§ Work to complete
Pick out every line in the listing below that contains the string "path", treating uppercase and lowercase as different, and copy each one.

[Stored items]
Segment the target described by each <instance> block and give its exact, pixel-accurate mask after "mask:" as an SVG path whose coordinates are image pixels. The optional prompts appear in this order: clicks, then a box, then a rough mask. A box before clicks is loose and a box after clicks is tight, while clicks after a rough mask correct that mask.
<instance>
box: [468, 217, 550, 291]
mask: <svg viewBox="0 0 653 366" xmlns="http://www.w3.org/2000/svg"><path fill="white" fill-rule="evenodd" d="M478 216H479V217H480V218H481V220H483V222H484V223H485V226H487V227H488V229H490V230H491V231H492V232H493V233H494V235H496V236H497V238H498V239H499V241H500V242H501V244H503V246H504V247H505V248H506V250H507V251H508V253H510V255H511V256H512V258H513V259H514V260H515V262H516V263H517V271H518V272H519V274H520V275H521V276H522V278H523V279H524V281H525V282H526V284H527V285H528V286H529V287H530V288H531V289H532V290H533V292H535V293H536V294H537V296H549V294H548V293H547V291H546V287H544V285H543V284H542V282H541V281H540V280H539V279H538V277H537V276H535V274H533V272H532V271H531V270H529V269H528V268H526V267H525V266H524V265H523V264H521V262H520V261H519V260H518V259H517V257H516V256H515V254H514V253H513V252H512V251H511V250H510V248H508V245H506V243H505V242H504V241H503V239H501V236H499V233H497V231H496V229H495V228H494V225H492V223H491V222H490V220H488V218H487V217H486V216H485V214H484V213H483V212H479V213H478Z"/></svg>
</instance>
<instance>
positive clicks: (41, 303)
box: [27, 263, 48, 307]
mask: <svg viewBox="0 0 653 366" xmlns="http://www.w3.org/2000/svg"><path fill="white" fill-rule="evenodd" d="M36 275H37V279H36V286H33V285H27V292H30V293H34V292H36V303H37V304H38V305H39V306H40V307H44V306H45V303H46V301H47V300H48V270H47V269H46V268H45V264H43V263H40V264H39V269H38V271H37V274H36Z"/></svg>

§ Result for this task
Segment the target described by each <instance> block and give its exact, pixel-accurate mask after "mask:" as an SVG path whose coordinates are image pixels. The optional prompts appear in this order: clicks, then a box, then a rough mask. A box before clicks is loose and a box after clicks is tight, while clicks after a rough mask correct that mask.
mask: <svg viewBox="0 0 653 366" xmlns="http://www.w3.org/2000/svg"><path fill="white" fill-rule="evenodd" d="M478 216H479V217H480V218H481V220H483V222H484V223H485V226H487V227H488V229H490V230H491V231H492V232H493V233H494V235H496V236H497V238H498V239H499V241H500V242H501V244H503V246H504V247H505V248H506V250H507V251H508V253H510V255H511V256H512V258H513V259H514V260H515V262H516V263H517V271H518V272H519V274H520V275H521V276H522V278H523V279H524V281H525V282H526V284H527V285H528V286H529V287H530V288H531V289H532V290H533V292H535V293H536V294H537V296H549V294H548V293H547V291H546V287H544V285H543V284H542V282H541V281H540V280H539V279H538V277H537V276H535V274H533V272H532V271H531V270H529V269H528V268H526V267H525V266H524V265H523V264H521V262H520V261H519V260H518V259H517V257H516V256H515V254H514V253H513V252H512V251H511V250H510V248H508V245H506V243H505V242H504V241H503V239H501V236H499V233H497V231H496V229H495V228H494V225H492V223H491V222H490V220H488V218H487V217H486V216H485V214H484V213H483V212H479V213H478Z"/></svg>
mask: <svg viewBox="0 0 653 366" xmlns="http://www.w3.org/2000/svg"><path fill="white" fill-rule="evenodd" d="M36 275H37V279H36V286H33V285H27V292H30V293H34V292H36V303H37V304H38V305H39V306H40V307H44V306H45V303H46V301H47V300H48V270H47V269H46V268H45V264H43V263H40V264H39V269H38V271H37V274H36Z"/></svg>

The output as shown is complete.